### Passage
* START *

Women’s Joy Circle: Setting Boundaries

aura 2007 08 23

Last night’s circle was a bit of a departure; after all of the opening up and radiant joy and discussion of desires we’d been doing, it seemed time to talk about boundaries and safety.  “Setting boundaries” is such a slippery concept; it seems too abstract to be of much use.  So we talked in terms of our energetic fields.

I prefer the term ‘energetic field’ to ‘aura’  because fewer people  get all shifty-eyed and back away from me when I say it.  Come on, it makes sense that we have an energetic field.  The electromagnetic energy of the brain and heart are scientifically quantifiable.  This field is our first defense, both immunologically and psychologically. When we are aware of the boundaries of our field, when it is clean and clear, we can feel infringements upon it and deal with them.  When we are unaware of our boundaries, or our fields are low due to illness, unhappiness, or stress, we are easily affected by others’ germs, criticisms, and demands.

In my study of the martial arts,  and in the study of tracking and wilderness survival, I learned the importance of presence.  When you are alert to the world around you, engaged with your surroundings, you are difficult to victimize.  We practiced presence by pairing off and facing our partner, gazing into their eyes without speaking for five minutes.

Though this crowd is so freaking evolved that they hardly batted an eyelash, when I first encountered this exercise I found it a hellish experience.  It was really hard to be looked at.  My face felt funny.  I kept wanting to engage the interest of the other person,  to make looking at me a more interesting experience.  But slowly I learned to bring my focus away from myself and onto the other person, and to simply be present with them rather than trying to control their experience of me.

Observing another person with such focus is a pretty rare thing to do socially.  We spend a lot of time in our own heads, evaluating the impact we are having on the others around us, guessing at their judgments of us, obsessing over the same old thought patterns that tend to preoccupy us.  Rarely do we fully engage in observing.  Yet observation is critical not only to our survival, but to our happiness.  It is when we are fully engaged with the world, taking it all in, stretching all of our senses to savor what is spread before us, that we experience joy.  It is also, not coincidentally, when we are most alert to the intentions of others and whether or not they are beneficial to us.

Haystack Mountain in the evening haze

the sensory world is pretty nice, actually!

I have two exercises I practice regularly to hone my ability to observe.  One is the kundalini exercise known as “the woodchopper” (I’m sure it has a fancy sanskrit name but I don’t know it.)  I try to do this exercise every morning, setting an intention and then using it clear away any blocks. 

Stand with feet shoulder width apart, a slight bend in the knees.  Hold your arms out straight in front of you , palms facing inward.  Then turn your right palm outward so that the thumb points down.  Bring it under your left hand and across, bringing the palm of the right hand to the back of the left hand, clasping it with the thumb. Now, on the inhale, raise your interlocked arms straight overhead.  Exhale forcefully and bring them down to chest height, as though chopping wood.  Inhale and lift them again.  Do this, following your breath, for three minutes.   (I can actually feel the space around me come alive after this exercise, and I am far less likely to take any crap from anyone on the days that I do it!)

* END *

### Exercises
A: List the three causes the post on setting boundaries gives for our energetic fields being low.
B: Reproduce verbatim the portion of the post on setting boundaries from "In my study" up to and including "for five minutes.".

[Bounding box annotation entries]
* START *

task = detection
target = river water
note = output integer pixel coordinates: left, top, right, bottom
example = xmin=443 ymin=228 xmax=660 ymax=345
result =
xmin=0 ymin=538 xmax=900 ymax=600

* END *
* START *

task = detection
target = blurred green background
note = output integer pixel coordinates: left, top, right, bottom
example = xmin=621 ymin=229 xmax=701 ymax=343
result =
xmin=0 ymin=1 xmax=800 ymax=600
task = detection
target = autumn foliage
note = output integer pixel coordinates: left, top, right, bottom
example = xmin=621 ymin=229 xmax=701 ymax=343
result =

* END *
* START *

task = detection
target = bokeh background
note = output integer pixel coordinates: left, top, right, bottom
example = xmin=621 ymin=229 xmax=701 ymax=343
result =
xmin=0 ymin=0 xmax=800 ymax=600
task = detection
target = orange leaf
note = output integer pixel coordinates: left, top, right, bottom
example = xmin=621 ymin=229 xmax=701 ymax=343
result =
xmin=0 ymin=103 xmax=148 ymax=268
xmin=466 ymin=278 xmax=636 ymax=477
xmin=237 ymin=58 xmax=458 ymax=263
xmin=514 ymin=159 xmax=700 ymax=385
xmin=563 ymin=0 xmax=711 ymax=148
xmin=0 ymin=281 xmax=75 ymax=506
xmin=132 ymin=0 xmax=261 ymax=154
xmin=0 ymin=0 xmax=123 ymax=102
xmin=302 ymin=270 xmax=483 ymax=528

* END *

### Answers below
A: illness, unhappiness, stress

B:
In my study of the martial arts,  and in the study of tracking and wilderness survival, I learned the importance of presence.  When you are alert to the world around you, engaged with your surroundings, you are difficult to victimize.  We practiced presence by pairing off and facing our partner, gazing into their eyes without speaking for five minutes.